## Tâches à réaliser
**1.** D'après le texte sur Rodtchenko, quel nombre de figures les peintres anciens jugeaient-ils optimal pour un tableau ?
**2.** Réécrivez le passage du texte sur Rodtchenko compris entre "Rodtchenko, Carnets de" et "voir plusieurs plans.", inclus, en substituant "multitude" à "foule".
**3.** Poursuivez le texte sur Rodtchenko à partir de sa dernière phrase.

## Texte fourni
"""

La ligne, le cercle et la couleur chez Rodtchenko
Selon Rodtchenko, les temps modernes accréditent le développement de formes originales où la construction dynamique, l’architecture de l’image, et la lumière, le pinceau de la nature, dépassent l’illusion et la couleur trompeuse.
Le Rodtchenko des années 30-40 s’obstine, il reste fidèle à un modèle collectif de création, en rien contradictoire avec une attitude individuelle du sujet artiste.

Il commence à introduire la ligne dans le plan en tant que nouvel élément de construction (œuvres de Rodtchenko de 1917-1918). la signification de la ligne s’est enfin complètement révélée : d’une part, son aspect arête, bord extrême ; et d’autre part, en tant que facteur essentiel de la construction de tout organisme en général, le squelette, (ou l’assise, l’armature, le système).
La ligne est le premier et le dernier élément, aussi bien en peinture que dans toute construction en général. La ligne est voie de passage, mouvement, heurt, limite, fixation, jonction, coupure. Ainsi, la ligne a vaincu, elle a anéanti les dernières citadelles de la peinture : couleur, ton, facture et plan. la ligne a mis une croix rouge sur la peinture.
Il est exact que le cercle, image symbolique dans l’art classique de l’immobilité et de l’éternité, devient souvent une structure active dans les œuvres constructivistes. C’est vrai, en particulier, quand le cercle sert de support à la typographie, puisque l’exercice de la lecture oblige le regard à en parcourir la circonférence ou à faire tourner la feuille de papier imprimé.
Rodtchenko, Carnets de notes du LEF
Rodtchenko sonne le glas de la couleur
Les peintres anciens considéraient que le nombre de figures optimales pour un tableau était un nombre impair : 3, 7, 5, 9.
Avant, on estimait que la lumière doit occuper le quart d’un tableau, le demi-jour un autre quart, le reste étant pris par l’ombre. La plupart des tableaux étaient construits de sorte qu’il y ait au milieu une tache blanche qui attire l’attention. L’artiste “s’élevait au-dessus de la foule“… Son point de vue se trouve toujours plus haut que la foule. Pour pouvoir voir plusieurs plans.
Aujourd’hui, la réalisation de nos perceptions du monde dans les formes de l’espace et du temps sont le seul but de notre art pictural et plastique… c’est pourquoi nous renonçons à la couleur en peinture… la couleur est accidentelle et n’a rien de commun avec l’essence interne d’une chose. Nous proclamons que la tonalité d’une substance, c’est-à-dire que la matière absorbant la lumière est sa seule réalité picturale. Nous renonçons dans la ligne à sa valeur descriptive ; nous proclamons que la ligne n’est que la direction des forces statiques et celle de leur rythme dans les objets. Nous renonçons au volume comme forme picturale et plastique de l’espace… C’est la profondeur que nous proclamons comme seule forme picturale et plastique de l’espace. Nous renonçons dans la sculpture à la masse comme élément sculptural. Nous proclamons les rythmes cinétiques comme les formes de base de notre perception du temps réel (…) .”

"""

## Données enregistrées
"""

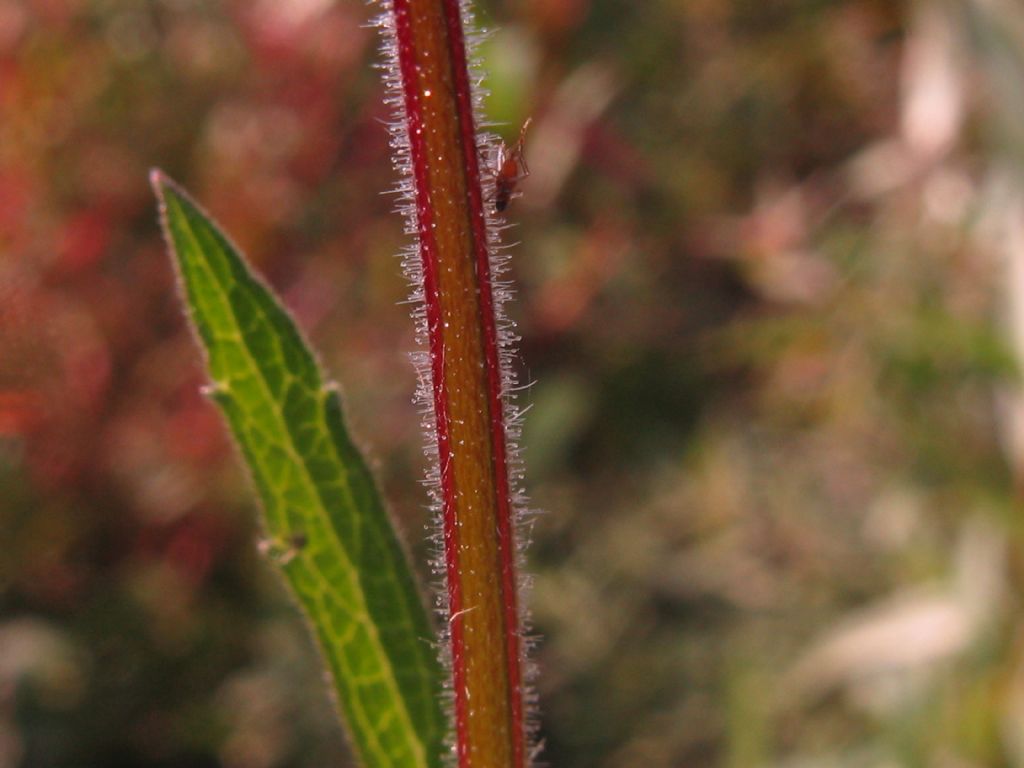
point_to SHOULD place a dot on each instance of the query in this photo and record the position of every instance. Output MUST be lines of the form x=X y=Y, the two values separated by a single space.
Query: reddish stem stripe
x=465 y=367
x=506 y=542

"""

## Réponses par tâche
**1.** Un nombre impair : 3, 7, 5, 9.

**2.**
Rodtchenko, Carnets de notes du LEF
Rodtchenko sonne le glas de la couleur
Les peintres anciens considéraient que le nombre de figures optimales pour un tableau était un nombre impair : 3, 7, 5, 9.
Avant, on estimait que la lumière doit occuper le quart d’un tableau, le demi-jour un autre quart, le reste étant pris par l’ombre. La plupart des tableaux étaient construits de sorte qu’il y ait au milieu une tache blanche qui attire l’attention. L’artiste “s’élevait au-dessus de la multitude“… Son point de vue se trouve toujours plus haut que la multitude. Pour pouvoir voir plusieurs plans.

**3.**
Le système de Rodtchenko
L’écroulement de tous les ‘ismes’ a déclenché son ascension.
Tandis que sonne le glas de la peinture en couleurs, nous accompagnons à son repos éternel le dernier ‘isme’ : la dernière espérance, le dernier amour s’effondrent, tandis que je jette les vérités mortes.
“Ce n’est pas la synthèse qui est la force motrice, mais l’invention (analyse). La peinture est le corps, la création, l’esprit. Ma Tâche est de tirer de la peinture des choses nouvelles, alors regardez mon travail dans la réalité. La littérature et la philosophie sont la tâche des spécialistes, moi, en revanche, je suis l’inventeur de nouvelles découvertes en peinture.
“Christophe Colomb n’était ni écrivain ni philosophe, il n’était que le découvreur de nouveaux mondes. »
Moscou, janvier 1919, Rodtchenko
Rodtchenko, l’art, la bourgeoisie et le prolétariat
« La bourgeoisie a fait de l’art une chose sacrée et a consacré les artistes prêtres de l’art.
La bourgeoisie a gardé l’art dans une église où l’on ne pouvait entrer qu’en tremblant et rempli de peur. Grâce à la bourgeoisie, la création artistique est devenue une sorte de rite pieux. Le prolétariat ne peut avoir une telle idée de l’art. (…)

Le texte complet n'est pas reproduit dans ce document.